[Text segment]:
---

Kansas Woman's Kidney Billboard Draws Overwhelming Response
When you've got bad kidneys, there's no telling the heights you'll go to get a new one.
After languishing on a transplant waiting list, a Salinas, Kan., couple decided to take matters into their own hands. Sharon Nelson, 73, and her husband James, 70, rented a billboard on Interstate 70 in Jewell, Cloud County to advertise Sharon's plight. Then they went out to the highway, where James climbed up the board to paint their message.
"It was a particularly cold morning that day. I grabbed a chair and sat there making sure he wouldn't fall from that ladder," said Sharon, who must undergo frequent dialysis.
Her husband, a Vietnam veteran and former mural painter, borrowed a 12-foot ladder and painted "I Need A Kidney" along with his phone number on the white billboard.
Sharon Nelson told ABC News they got the idea from a nurse at the Mayo clinic in Rochester, Minn. The nurse said she knew a Milwaukee man who had found a donor for himself after renting a billboard, Nelson said.

---

[Records]:
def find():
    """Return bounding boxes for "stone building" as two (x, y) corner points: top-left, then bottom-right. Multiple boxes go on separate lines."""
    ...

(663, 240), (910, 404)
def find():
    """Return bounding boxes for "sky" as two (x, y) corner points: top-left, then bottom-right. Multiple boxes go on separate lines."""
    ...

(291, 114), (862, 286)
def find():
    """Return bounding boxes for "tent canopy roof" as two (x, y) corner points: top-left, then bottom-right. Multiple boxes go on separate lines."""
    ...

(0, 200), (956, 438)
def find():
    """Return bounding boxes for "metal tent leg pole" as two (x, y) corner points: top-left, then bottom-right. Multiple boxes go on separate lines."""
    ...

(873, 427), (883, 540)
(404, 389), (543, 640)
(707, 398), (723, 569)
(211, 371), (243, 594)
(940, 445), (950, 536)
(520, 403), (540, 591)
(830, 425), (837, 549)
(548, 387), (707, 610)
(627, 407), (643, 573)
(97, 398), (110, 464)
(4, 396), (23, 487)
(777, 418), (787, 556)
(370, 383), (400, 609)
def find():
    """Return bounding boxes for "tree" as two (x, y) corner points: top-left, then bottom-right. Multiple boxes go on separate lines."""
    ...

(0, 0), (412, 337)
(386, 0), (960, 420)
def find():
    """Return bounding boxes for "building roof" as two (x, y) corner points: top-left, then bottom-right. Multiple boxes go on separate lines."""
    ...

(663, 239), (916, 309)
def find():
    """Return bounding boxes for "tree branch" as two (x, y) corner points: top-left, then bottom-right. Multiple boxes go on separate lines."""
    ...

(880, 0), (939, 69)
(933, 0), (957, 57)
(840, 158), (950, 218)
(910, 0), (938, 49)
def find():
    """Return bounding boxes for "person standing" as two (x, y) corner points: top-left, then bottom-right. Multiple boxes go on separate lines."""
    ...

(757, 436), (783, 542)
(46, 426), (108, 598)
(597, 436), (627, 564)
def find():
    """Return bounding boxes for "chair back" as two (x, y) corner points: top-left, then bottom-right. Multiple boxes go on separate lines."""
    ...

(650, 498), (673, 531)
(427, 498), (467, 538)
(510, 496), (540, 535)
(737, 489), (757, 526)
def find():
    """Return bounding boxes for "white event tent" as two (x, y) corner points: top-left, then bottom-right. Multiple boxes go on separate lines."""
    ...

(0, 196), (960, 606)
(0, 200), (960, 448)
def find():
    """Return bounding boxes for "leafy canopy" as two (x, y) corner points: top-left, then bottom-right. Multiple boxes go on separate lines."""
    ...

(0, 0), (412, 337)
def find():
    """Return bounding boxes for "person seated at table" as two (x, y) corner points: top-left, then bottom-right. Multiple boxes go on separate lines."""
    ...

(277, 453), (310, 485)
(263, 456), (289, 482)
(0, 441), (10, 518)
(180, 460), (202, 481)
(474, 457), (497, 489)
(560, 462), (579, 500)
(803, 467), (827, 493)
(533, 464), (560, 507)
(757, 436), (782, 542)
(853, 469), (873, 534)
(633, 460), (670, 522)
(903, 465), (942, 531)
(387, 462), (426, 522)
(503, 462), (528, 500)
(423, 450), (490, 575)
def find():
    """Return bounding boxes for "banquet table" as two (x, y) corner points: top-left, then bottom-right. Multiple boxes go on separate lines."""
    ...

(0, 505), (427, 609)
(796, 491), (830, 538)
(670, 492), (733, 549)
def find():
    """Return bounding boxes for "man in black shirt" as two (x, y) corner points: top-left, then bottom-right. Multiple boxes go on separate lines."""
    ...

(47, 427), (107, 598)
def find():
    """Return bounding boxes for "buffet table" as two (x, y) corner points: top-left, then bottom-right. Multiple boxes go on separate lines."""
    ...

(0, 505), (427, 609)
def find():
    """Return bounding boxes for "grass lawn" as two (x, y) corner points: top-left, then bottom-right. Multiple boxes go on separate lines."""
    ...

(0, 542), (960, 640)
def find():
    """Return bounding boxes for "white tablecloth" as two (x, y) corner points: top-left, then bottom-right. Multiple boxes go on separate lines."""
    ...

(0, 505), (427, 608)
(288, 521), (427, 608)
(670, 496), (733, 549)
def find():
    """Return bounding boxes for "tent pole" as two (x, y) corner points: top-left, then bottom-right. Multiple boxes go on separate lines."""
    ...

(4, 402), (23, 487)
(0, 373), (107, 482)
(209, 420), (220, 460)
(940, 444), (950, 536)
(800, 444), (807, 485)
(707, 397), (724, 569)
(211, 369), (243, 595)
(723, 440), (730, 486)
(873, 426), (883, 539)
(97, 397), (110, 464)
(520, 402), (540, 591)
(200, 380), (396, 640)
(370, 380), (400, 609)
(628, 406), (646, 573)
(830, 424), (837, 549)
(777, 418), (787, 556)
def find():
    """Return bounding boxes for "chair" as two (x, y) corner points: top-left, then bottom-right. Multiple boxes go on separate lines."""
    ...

---

[Exercise directions]: Please copy the kidney billboard article again, starting at "Kansas Woman's Kidney" and ending at "the white billboard.", with "stepladder" put in place of "ladder" each time it occurs.

[Response]:
Kansas Woman's Kidney Billboard Draws Overwhelming Response
When you've got bad kidneys, there's no telling the heights you'll go to get a new one.
After languishing on a transplant waiting list, a Salinas, Kan., couple decided to take matters into their own hands. Sharon Nelson, 73, and her husband James, 70, rented a billboard on Interstate 70 in Jewell, Cloud County to advertise Sharon's plight. Then they went out to the highway, where James climbed up the board to paint their message.
"It was a particularly cold morning that day. I grabbed a chair and sat there making sure he wouldn't fall from that stepladder," said Sharon, who must undergo frequent dialysis.
Her husband, a Vietnam veteran and former mural painter, borrowed a 12-foot stepladder and painted "I Need A Kidney" along with his phone number on the white billboard.